_Your task_:
Please turn every line of the material below into a numbered list, skipping any blank lines and leaving the pictures out.

━━━━━━━━━━

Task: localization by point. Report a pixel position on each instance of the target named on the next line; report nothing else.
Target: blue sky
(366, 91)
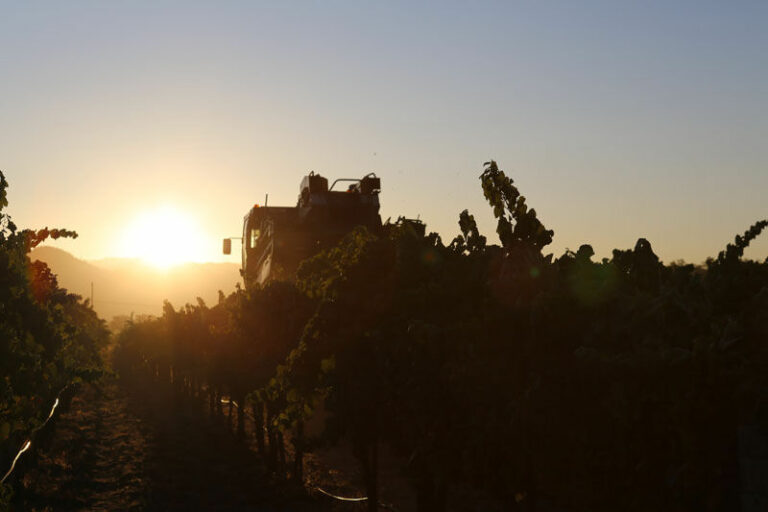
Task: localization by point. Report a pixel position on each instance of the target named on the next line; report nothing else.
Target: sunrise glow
(163, 237)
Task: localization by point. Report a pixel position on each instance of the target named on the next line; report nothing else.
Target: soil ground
(117, 449)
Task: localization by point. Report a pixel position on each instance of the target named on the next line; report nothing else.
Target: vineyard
(492, 371)
(50, 341)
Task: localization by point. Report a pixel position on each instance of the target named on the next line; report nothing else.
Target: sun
(163, 237)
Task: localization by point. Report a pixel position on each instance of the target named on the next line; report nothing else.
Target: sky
(617, 120)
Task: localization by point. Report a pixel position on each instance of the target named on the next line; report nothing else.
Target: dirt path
(136, 450)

━━━━━━━━━━

_Completed exercise_:
1. Task: localization by point. Report a pixel position on each instance of the target named on the next line; report nothing else.
2. Target: blue sky
3. (366, 91)
4. Task: localization by point. Report a pixel position on each instance of the target named on the next line; report nothing else.
5. Target: sunrise glow
6. (163, 237)
7. Task: localization by point. Report a pixel position on each instance of the target named on the next line; report nothing else.
8. Target: soil ground
9. (117, 449)
10. Task: localization by point. Report a pixel position on each instance of the target named on the next line; report nothing else.
11. Target: vineyard
12. (492, 371)
13. (50, 341)
14. Task: localization by point. Report a pixel position on each instance of the target named on the next line; report nothing else.
15. Target: sun
16. (163, 237)
17. Task: localization by point. Report a pixel position on each instance of the target named on the next line; report nothing else.
18. Target: sky
19. (617, 120)
20. Task: localization by point. Report a pixel position on each instance of the target named on the next line; report nothing else.
21. Target: dirt path
22. (136, 450)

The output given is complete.